◆ EXTRACT PROVIDED
* Begin *

In some feasible implementations, the shape of the first section includes a rectangle, and long sides of the first section extend in the axial direction. When the cam assembly is applied to a terminal device, the first concave portion bears a force exerted by the cam structure. Because a first abutting surface of the first concave portion is usually an inclined plane having an obtuse angle with an end face of the first cam, an included angle between the force and the end face of the first cam is an obtuse angle, and the force can be decomposed into a force in the axial direction of the first cam (namely, axial force) and a force in the radial direction of the first cam (namely, radial force). When long sides of a cross-section of the first fastening body extend in the axial direction of the first cam, the extension direction of the long sides of the first fastening body is the same as the direction of the axial force, and therefore the first fastening body can provide better axial support for the first cam. Similarly, the first fastening body can also provide better axial support for the second cam.

In some feasible implementations, a shape of a second section captured along a second cutting plane of the second fastening body includes a circle or a polygon, and the second cutting plane is perpendicular to the axial direction. In this way, the second fastening body can be manufactured by using steel with the existing section shape, that is, materials can be easily obtained.

In some feasible implementations, the shape of the second section includes a rectangle, and long sides of the second section extend in the radial direction of the first cam or the second cam. When the cam assembly is applied to a terminal device and bears a force exerted by the cam structure, the extension direction of long sides of a cross-section of the second fastening body is the same as the direction of the radial force formed by decomposition of the force, and therefore the second fastening body can provide better radial support for the first cam and the second cam.

In some feasible implementations, materials of the connection body include a wear-resistant material. In this way, the materials of the connection body, the first cam, and the second cam are the same, so that the connection body, the first cam, and the second cam can be manufactured in an integral forming manner, which can avoid the situation that welds are generated between the connection body, the first cam and the second cam when manufacturing a cam body, and therefore cracks appear at the welds when the cam body bears a force.

In some feasible implementations, materials of both the first cam and the second cam include a ceramic particle reinforced aluminum matrix composite. Because the ceramic particle reinforced aluminum matrix composite has relative high wear resistance, the first cam and the second cam have relative high wear resistance.

In some feasible implementations, materials of the frame include stainless steel. Stainless steel is high strength steel, and therefore the strength of the frame can be improved, thereby improving the strength of the cam assembly.

* End *

◆ SUPPLIED RECORDS
* Begin *

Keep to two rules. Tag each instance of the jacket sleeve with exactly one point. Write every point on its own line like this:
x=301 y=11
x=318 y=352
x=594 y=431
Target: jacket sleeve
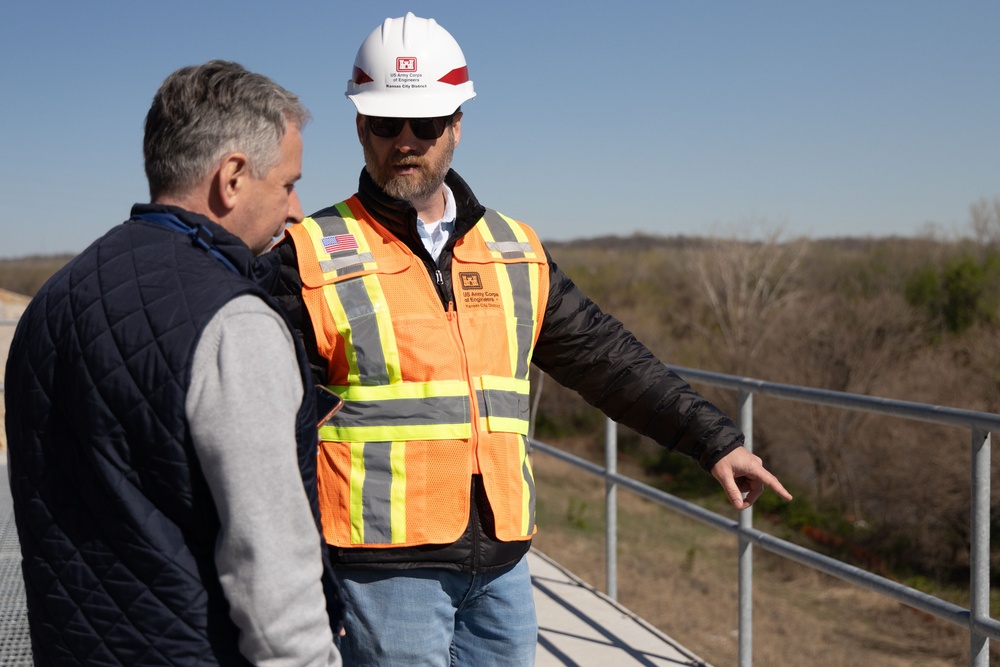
x=589 y=351
x=277 y=272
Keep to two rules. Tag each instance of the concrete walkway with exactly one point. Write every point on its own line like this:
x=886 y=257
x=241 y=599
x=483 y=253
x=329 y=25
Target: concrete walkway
x=577 y=624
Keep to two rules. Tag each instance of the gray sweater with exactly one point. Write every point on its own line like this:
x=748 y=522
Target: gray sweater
x=245 y=392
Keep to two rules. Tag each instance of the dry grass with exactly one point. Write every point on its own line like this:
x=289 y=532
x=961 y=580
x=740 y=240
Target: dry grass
x=681 y=576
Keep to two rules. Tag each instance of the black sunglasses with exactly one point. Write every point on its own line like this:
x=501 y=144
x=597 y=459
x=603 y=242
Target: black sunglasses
x=423 y=128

* End *

◆ WHAT TO DO
1) Reproduce the cam assembly text between "In some feasible implementations, materials of the connection" and "high wear resistance.", inclusive.
2) Condense the paragraph of the cam assembly text that begins "In some feasible implementations, the shape of the second section includes a rectangle" while keeping its main facts.
3) In the cam assembly text, what material may both the first cam and the second cam include?

◆ OUTPUTS BY TASK
1)
In some feasible implementations, materials of the connection body include a wear-resistant material. In this way, the materials of the connection body, the first cam, and the second cam are the same, so that the connection body, the first cam, and the second cam can be manufactured in an integral forming manner, which can avoid the situation that welds are generated between the connection body, the first cam and the second cam when manufacturing a cam body, and therefore cracks appear at the welds when the cam body bears a force.

In some feasible implementations, materials of both the first cam and the second cam include a ceramic particle reinforced aluminum matrix composite. Because the ceramic particle reinforced aluminum matrix composite has relative high wear resistance, the first cam and the second cam have relative high wear resistance.

2) The second section may be rectangular, with its long sides extending in the radial direction of the first or second cam. When the cam assembly is used in a terminal device and bears a force from the cam structure, the long sides of the second fastening body's cross-section run in the same direction as the radial component of that force. The second fastening body therefore gives better radial support to both cams.

3) A ceramic particle reinforced aluminum matrix composite.